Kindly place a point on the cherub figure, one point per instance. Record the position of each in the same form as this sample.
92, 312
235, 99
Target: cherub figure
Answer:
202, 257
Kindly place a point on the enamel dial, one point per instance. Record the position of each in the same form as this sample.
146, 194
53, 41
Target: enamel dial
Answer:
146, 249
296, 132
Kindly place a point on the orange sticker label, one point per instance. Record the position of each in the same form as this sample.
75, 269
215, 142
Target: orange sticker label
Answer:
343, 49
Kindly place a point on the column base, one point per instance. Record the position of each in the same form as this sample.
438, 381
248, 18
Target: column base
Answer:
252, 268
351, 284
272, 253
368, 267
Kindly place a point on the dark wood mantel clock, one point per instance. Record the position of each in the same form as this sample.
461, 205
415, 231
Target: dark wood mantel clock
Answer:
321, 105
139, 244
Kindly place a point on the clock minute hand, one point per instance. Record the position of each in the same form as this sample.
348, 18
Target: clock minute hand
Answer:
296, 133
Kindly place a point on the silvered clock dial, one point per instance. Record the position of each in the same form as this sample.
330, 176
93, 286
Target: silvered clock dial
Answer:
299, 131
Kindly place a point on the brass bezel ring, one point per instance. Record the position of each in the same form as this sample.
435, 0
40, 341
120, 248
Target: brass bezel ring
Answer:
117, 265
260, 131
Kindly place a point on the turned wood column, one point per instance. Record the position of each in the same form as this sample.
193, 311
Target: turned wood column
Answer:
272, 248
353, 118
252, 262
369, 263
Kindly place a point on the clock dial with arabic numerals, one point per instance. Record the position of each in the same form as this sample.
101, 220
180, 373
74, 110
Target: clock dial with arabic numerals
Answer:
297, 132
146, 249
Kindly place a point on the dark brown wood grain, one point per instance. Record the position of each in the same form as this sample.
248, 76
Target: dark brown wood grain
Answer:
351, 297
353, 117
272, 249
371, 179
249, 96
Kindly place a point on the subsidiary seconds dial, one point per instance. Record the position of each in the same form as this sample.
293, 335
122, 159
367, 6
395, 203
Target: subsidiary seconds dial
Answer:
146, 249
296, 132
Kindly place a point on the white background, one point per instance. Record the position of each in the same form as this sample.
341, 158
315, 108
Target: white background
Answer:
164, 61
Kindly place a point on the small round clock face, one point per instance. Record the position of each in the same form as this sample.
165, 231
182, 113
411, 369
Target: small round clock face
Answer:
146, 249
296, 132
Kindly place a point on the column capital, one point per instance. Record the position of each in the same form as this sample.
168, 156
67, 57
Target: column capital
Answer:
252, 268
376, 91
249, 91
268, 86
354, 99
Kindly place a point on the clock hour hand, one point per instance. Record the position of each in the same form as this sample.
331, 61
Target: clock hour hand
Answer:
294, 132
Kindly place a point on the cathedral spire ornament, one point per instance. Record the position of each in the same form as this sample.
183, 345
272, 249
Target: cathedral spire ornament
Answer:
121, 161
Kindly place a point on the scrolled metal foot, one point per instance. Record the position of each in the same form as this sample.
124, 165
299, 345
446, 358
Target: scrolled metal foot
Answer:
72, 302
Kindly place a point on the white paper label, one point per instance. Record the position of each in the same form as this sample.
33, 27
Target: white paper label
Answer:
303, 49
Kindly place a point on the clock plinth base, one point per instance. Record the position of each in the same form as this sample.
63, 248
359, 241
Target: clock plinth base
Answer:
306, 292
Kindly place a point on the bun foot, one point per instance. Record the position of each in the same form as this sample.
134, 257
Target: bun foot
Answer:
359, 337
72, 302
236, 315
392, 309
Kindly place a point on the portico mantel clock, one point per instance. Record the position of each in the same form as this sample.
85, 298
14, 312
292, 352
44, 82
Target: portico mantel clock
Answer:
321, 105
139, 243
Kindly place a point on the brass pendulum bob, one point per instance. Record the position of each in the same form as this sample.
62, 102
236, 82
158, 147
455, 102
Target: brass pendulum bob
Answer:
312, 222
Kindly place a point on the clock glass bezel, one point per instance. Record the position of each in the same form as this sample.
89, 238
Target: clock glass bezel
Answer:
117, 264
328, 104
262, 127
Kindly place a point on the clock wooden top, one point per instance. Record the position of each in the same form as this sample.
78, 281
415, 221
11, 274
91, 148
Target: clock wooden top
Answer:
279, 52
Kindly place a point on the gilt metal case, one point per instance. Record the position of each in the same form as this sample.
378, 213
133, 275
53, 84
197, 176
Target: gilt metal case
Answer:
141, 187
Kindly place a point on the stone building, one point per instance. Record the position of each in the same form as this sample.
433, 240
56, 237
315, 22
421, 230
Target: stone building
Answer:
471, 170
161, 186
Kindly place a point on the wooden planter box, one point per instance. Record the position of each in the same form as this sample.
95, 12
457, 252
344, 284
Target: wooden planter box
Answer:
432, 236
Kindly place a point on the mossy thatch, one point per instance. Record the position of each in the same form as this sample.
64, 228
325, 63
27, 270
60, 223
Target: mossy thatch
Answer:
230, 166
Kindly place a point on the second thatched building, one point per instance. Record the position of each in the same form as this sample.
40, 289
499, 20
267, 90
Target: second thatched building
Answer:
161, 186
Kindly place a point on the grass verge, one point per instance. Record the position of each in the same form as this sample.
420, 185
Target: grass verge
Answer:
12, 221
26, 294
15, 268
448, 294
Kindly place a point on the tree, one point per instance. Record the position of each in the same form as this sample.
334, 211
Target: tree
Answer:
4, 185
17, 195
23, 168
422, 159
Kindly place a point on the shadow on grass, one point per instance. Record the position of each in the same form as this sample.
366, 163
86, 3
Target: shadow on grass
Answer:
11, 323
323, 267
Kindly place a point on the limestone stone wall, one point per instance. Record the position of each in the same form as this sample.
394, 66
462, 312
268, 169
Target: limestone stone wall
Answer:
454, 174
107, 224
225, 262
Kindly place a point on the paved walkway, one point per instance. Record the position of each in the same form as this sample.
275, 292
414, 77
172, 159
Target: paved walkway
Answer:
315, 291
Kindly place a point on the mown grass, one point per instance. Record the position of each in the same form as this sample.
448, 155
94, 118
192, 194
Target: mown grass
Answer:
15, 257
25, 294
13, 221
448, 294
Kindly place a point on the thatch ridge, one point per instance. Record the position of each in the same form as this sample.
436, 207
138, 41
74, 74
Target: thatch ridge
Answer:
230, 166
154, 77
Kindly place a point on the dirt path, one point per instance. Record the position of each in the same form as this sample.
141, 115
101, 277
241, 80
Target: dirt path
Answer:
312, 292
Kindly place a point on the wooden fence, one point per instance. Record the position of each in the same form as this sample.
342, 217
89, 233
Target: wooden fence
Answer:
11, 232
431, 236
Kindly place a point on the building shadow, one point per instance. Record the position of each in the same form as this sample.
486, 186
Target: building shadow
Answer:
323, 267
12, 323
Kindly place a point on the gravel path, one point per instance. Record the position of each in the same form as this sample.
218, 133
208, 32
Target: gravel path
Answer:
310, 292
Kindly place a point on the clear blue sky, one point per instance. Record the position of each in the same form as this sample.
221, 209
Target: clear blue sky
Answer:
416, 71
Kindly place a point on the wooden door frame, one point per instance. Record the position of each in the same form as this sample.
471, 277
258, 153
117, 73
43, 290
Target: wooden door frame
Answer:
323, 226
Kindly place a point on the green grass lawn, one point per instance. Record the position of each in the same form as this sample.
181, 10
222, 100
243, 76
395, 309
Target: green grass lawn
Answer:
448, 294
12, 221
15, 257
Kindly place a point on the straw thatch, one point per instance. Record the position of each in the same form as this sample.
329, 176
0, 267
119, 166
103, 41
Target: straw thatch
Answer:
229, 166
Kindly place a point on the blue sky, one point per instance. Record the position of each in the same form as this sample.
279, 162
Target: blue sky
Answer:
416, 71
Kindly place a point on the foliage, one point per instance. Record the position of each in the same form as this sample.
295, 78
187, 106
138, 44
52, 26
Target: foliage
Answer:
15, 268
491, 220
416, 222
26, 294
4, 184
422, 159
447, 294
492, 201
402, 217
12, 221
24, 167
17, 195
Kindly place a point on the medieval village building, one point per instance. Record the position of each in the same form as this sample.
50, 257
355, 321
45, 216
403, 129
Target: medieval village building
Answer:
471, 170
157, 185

━━━━━━━━━━━━━━━━━━━━

> Direction
Repeat only what runs from the line holding "Kindly place a point on the clear" to the end of the data, keeping every line exactly as written, first and last included.

> Correct result
Kindly place a point on the clear blue sky, one point per instance. Record the position of each in the same form as this sample.
221, 209
Target: clear blue sky
Answer:
416, 71
Kindly place a point on the wooden door frame, one point per instance. Record the position of each in the same form as this sample.
471, 277
258, 153
117, 73
43, 290
Target: wooden door frame
Answer:
323, 226
Kindly place a point on the green grass lawn, one point per instance. Record the position of each in the same form as this sample.
181, 10
222, 100
243, 76
395, 309
Target: green grass lawn
Answer:
448, 294
12, 221
15, 257
Kindly place a point on the straw thatch, one point per instance. Record the position of each in the same form as this sample.
329, 176
0, 267
119, 166
103, 41
Target: straw thatch
Answer:
229, 166
Kindly place a point on the blue sky, one point per instance. Record the position of each in the same form as this sample.
279, 162
Target: blue sky
Answer:
416, 71
Kindly place a point on the foliage, one point per instance. Record the position of each in the same form as this sample.
295, 78
187, 106
138, 44
52, 26
Target: foliage
Answer:
15, 268
491, 220
416, 222
26, 294
4, 184
422, 159
447, 294
492, 201
402, 217
12, 221
24, 167
17, 195
Kindly place a point on the medieval village building, one point per instance. Record the position of each in the same form as this sample.
50, 257
355, 321
45, 216
403, 129
Target: medieval village building
Answer:
471, 170
157, 185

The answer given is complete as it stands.